● **PROBLEM TO WORK ON**: How many of the lines below include "stand"? Give the number and no other words.

[Saved entries]
------------------------------
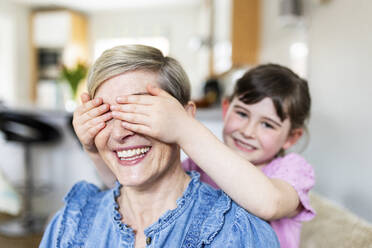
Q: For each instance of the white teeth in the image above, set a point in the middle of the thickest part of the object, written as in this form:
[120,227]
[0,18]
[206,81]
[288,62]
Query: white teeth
[130,153]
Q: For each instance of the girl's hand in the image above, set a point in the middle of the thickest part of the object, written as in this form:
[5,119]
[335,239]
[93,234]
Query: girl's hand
[158,115]
[90,118]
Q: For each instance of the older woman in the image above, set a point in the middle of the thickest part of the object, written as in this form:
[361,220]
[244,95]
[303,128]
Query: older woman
[154,203]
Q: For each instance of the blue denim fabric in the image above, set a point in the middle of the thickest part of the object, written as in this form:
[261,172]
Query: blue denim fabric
[204,217]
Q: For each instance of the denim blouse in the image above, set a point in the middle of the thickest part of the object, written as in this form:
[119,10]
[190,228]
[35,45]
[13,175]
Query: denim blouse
[204,217]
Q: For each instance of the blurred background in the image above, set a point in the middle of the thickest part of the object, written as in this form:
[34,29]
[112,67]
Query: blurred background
[46,47]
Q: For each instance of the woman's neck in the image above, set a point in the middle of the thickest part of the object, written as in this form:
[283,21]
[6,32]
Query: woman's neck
[141,207]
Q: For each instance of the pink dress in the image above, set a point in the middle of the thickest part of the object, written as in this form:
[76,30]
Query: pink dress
[293,169]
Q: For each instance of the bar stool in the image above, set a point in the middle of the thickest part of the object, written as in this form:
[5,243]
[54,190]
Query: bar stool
[26,129]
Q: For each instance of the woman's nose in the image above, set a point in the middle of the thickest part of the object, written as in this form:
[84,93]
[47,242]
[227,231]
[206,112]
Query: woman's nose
[119,133]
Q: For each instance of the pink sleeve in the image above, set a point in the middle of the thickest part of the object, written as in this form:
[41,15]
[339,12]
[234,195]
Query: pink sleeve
[294,169]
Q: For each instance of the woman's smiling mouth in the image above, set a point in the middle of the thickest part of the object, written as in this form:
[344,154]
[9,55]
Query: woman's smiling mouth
[133,155]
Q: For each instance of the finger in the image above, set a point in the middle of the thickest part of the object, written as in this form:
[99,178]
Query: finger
[137,128]
[156,91]
[138,99]
[80,110]
[131,117]
[132,108]
[103,118]
[84,97]
[93,113]
[93,131]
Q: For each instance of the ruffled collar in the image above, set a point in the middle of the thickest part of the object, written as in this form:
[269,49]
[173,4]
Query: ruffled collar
[166,219]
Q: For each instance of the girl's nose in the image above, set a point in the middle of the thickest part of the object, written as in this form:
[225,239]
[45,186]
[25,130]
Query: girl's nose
[249,130]
[119,133]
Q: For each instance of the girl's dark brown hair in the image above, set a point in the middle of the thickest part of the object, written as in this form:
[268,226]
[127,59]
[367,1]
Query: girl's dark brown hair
[289,93]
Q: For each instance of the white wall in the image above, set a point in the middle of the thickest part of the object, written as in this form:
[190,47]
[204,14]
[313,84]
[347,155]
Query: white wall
[14,50]
[340,63]
[178,24]
[339,73]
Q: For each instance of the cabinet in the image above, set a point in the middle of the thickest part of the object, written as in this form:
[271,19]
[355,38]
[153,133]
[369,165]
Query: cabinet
[57,37]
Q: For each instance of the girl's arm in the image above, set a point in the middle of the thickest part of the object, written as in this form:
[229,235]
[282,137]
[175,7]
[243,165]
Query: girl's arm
[242,181]
[88,120]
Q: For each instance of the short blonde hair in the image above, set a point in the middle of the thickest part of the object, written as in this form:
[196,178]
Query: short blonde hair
[121,59]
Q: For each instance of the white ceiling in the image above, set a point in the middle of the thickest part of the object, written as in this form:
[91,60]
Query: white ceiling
[97,5]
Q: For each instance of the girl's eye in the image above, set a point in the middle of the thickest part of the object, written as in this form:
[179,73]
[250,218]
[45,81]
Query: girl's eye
[267,125]
[241,114]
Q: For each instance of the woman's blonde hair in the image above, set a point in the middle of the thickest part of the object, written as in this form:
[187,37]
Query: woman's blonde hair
[121,59]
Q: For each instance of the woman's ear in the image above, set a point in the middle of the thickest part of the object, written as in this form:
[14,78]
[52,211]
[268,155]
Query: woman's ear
[191,108]
[225,107]
[293,137]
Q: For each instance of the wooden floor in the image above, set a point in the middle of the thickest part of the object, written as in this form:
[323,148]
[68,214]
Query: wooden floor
[18,242]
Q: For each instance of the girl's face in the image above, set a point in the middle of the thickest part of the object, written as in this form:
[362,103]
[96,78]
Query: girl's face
[255,131]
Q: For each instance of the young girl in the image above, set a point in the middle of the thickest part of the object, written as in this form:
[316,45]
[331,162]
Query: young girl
[265,116]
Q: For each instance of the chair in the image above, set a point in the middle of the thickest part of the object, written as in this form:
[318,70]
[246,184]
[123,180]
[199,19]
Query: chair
[26,129]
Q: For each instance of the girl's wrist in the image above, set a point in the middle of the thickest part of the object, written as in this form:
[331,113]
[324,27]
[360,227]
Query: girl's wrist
[189,128]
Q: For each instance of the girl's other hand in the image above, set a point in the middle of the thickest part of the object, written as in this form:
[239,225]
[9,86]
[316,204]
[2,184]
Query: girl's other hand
[158,115]
[89,119]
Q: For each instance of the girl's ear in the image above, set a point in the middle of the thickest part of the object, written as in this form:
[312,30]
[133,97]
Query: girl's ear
[225,107]
[191,108]
[293,137]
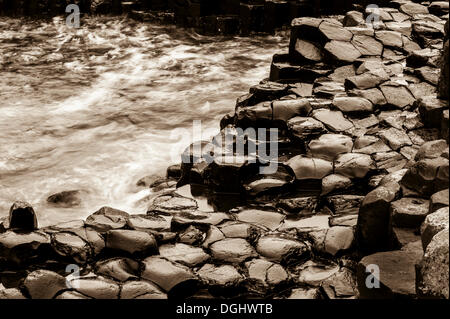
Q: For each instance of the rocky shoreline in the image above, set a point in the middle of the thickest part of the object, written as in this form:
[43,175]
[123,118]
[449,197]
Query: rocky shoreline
[218,17]
[362,181]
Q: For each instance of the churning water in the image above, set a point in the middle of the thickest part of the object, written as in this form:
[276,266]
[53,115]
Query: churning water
[94,108]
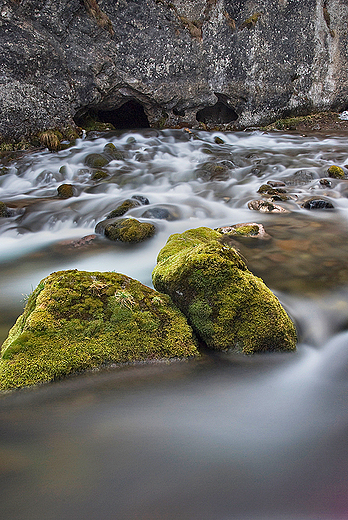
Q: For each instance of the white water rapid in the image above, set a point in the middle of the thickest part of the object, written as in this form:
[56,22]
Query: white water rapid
[227,437]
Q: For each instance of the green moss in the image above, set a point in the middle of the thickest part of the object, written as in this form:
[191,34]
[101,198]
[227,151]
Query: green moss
[335,172]
[99,175]
[65,191]
[3,210]
[111,152]
[129,230]
[248,230]
[123,208]
[51,139]
[228,307]
[76,320]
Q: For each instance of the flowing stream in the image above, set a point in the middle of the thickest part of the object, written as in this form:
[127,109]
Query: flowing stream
[225,437]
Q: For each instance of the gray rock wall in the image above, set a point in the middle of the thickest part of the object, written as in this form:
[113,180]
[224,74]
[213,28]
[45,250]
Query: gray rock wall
[220,62]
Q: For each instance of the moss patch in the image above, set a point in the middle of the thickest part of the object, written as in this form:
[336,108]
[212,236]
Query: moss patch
[225,303]
[76,320]
[128,230]
[335,172]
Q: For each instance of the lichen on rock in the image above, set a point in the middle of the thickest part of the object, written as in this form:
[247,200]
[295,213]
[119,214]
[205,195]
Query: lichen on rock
[227,306]
[76,320]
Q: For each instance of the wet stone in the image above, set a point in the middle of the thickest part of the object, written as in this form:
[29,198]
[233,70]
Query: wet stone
[127,230]
[213,172]
[317,203]
[96,160]
[99,175]
[300,178]
[266,207]
[246,229]
[112,153]
[123,208]
[335,172]
[161,214]
[325,183]
[4,212]
[276,184]
[65,191]
[144,201]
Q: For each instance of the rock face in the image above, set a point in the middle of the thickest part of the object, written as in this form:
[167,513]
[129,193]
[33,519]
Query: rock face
[136,63]
[227,306]
[77,320]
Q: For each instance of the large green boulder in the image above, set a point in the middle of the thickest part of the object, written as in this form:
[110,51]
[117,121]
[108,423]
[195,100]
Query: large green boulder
[227,306]
[76,320]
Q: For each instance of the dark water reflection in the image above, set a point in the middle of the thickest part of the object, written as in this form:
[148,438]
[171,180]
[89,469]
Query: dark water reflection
[224,437]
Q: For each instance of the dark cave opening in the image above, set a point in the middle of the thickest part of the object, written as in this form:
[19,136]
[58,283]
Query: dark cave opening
[217,114]
[130,115]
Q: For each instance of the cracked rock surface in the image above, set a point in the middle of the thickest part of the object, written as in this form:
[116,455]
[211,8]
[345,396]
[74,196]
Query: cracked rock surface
[209,62]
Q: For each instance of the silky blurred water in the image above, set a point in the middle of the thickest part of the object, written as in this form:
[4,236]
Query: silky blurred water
[225,437]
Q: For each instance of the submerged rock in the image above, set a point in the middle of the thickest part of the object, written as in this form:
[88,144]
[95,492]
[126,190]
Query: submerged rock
[128,230]
[76,320]
[65,191]
[300,178]
[228,307]
[246,229]
[317,203]
[265,206]
[4,212]
[335,172]
[123,208]
[144,201]
[96,160]
[110,151]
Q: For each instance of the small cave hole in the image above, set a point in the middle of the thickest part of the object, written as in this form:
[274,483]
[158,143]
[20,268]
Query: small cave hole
[129,115]
[217,114]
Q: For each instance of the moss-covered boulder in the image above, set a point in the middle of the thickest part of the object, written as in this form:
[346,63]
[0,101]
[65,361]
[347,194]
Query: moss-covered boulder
[228,307]
[3,210]
[336,172]
[65,191]
[96,160]
[76,320]
[129,230]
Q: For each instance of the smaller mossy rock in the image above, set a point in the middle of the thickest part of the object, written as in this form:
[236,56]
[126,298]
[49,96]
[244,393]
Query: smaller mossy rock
[265,206]
[111,152]
[51,139]
[162,213]
[3,210]
[228,307]
[76,320]
[144,201]
[65,191]
[335,172]
[128,230]
[317,203]
[274,193]
[123,208]
[96,160]
[99,175]
[246,229]
[300,178]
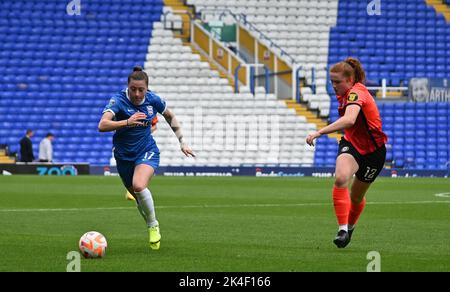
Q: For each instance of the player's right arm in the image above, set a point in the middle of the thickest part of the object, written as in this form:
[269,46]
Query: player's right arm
[107,124]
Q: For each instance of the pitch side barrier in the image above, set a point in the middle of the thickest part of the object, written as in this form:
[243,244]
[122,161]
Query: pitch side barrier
[269,171]
[45,168]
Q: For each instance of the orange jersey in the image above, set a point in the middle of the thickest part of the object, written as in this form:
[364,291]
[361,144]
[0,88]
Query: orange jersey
[366,134]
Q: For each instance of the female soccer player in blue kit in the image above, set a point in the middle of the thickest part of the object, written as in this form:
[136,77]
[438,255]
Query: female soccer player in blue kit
[130,113]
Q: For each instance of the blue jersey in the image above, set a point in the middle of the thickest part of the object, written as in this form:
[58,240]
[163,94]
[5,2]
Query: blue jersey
[131,142]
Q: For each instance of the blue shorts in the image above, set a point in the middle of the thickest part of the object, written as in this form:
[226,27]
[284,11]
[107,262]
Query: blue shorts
[126,167]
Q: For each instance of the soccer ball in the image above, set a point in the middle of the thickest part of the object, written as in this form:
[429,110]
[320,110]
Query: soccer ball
[93,244]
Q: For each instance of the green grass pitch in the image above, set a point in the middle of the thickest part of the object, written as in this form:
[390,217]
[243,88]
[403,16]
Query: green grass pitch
[242,224]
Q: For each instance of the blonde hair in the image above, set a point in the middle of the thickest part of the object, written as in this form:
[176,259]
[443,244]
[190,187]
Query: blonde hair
[351,68]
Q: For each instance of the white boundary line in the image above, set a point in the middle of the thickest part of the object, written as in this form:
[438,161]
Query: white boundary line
[443,195]
[217,206]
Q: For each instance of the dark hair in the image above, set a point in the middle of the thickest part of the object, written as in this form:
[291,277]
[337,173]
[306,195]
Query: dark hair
[351,67]
[138,74]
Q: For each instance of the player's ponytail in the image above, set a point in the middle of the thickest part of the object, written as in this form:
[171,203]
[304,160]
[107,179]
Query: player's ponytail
[138,74]
[351,67]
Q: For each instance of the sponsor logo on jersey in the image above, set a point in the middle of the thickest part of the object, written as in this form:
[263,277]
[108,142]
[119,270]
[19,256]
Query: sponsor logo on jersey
[352,96]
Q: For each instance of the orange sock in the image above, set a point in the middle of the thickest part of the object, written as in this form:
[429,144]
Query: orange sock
[355,212]
[341,201]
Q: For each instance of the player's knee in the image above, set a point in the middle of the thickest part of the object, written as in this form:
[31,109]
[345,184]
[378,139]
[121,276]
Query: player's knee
[139,187]
[356,200]
[341,181]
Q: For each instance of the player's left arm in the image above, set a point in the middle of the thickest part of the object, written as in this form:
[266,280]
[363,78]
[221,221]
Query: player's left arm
[344,122]
[170,118]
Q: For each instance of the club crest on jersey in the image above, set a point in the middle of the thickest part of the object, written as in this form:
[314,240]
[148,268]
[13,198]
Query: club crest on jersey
[352,96]
[150,110]
[112,101]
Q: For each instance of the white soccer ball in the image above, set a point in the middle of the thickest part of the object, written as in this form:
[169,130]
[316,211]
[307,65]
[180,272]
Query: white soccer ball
[93,244]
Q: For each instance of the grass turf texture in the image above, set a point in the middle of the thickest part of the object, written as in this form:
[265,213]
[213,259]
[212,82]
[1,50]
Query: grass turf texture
[222,224]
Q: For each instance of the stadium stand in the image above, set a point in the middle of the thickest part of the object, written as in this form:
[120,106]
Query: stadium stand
------------------------------
● **FINISHED EXERCISE**: 2